----- Document text -----
ABA Council on Legal Education ignores critics, offers no substantive responses, and says “full speed ahead” with disrupting legal education at most of the nation’s law schools

I take it that's the upshot of this.  The contempt for law schools and legal educators in this memo is palpable, given the devastating (and still unanswered) criticisms of the proposal to double experiential credit hours required for graduation.  The two small concessions are:  (1) the Council now recommends that 3 of the 12 required experiential hours can be earned in the first year of law school; and (2) the curricular changes must be implemented no sooner than 2032-33.

The latter gives law schools an opportunity to organize in opposition to these indefensible changes.  Some possibilities:  (1) a collective refusal by dozens of law schools to comply with these requirements that will disrupt their programs of legal education without any evidence of their benefit–let's dare the ABA to start stripping accreditation from elite law schools, state flagships, etc. (2) a collective effort to lobby the Education Department to recognize other accreditors of law schools, and perhaps to strip the ABA of its accreditation role entirely given its repeated bad behavior.
----- Supplied data -----
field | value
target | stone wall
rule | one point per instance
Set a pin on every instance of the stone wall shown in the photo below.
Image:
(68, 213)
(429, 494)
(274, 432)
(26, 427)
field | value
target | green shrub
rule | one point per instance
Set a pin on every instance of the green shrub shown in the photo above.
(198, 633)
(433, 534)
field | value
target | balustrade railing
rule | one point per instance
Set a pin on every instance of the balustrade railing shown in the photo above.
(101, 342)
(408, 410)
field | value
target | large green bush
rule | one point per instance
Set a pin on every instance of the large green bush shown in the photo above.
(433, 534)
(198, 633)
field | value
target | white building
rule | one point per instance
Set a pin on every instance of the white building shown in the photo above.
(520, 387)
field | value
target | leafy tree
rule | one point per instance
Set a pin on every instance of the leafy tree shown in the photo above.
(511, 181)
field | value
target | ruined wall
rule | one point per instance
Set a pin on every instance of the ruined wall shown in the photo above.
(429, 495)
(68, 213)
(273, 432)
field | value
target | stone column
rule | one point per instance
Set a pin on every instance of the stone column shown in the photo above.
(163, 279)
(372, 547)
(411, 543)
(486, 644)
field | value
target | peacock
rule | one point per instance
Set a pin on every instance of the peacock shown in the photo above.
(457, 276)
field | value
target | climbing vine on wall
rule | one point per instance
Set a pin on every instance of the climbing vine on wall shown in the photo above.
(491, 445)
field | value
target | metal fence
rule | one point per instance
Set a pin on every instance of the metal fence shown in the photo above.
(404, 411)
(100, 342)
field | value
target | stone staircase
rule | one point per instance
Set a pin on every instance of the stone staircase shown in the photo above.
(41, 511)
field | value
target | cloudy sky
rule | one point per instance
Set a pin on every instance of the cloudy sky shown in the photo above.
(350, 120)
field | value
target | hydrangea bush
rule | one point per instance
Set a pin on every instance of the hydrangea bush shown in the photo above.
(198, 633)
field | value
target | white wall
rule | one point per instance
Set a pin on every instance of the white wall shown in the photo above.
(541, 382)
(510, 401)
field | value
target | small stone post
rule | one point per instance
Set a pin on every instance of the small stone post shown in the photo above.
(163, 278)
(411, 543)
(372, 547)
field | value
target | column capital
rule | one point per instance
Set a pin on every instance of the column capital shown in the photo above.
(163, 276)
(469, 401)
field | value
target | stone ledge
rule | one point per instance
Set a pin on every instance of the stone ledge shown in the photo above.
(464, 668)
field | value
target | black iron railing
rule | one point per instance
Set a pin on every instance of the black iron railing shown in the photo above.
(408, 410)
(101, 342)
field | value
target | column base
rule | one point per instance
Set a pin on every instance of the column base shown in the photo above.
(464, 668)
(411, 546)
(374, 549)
-----
Tasks for this exercise:
1. In the post on the ABA Council's legal education memo, write out everything from "The latter gives" down to "repeated bad behavior." again, changing "Education Department" to "Department of Education".
2. According to the post on the ABA Council's legal education memo, what is the earliest academic year in which the curricular changes may be implemented?
3. Resume the post on the ABA Council's legal education memo, starting right after its final sentence.

Responses to the tasks:
1.
The latter gives law schools an opportunity to organize in opposition to these indefensible changes.  Some possibilities:  (1) a collective refusal by dozens of law schools to comply with these requirements that will disrupt their programs of legal education without any evidence of their benefit–let's dare the ABA to start stripping accreditation from elite law schools, state flagships, etc. (2) a collective effort to lobby the Department of Education to recognize other accreditors of law schools, and perhaps to strip the ABA of its accreditation role entirely given its repeated bad behavior.

2. No sooner than 2032-33.

3.
(A word about the CLEAR report, which the Council memo references "in support" but does not discuss.  The CLEAR report addresses what it would take to make lawyers "practice-ready" upon graduation, although it adduces no evidence that its recommendations would achieve that.  I will note that doctors are not practice-ready upon graduation from medical school:  they go through another four years of "clinical" education via internships and residencies.  So perhaps the Council will next propose that lawyers need not three years of post-graduate training but six?  That should do wonders for "access to justice" and the affordability of legal education!)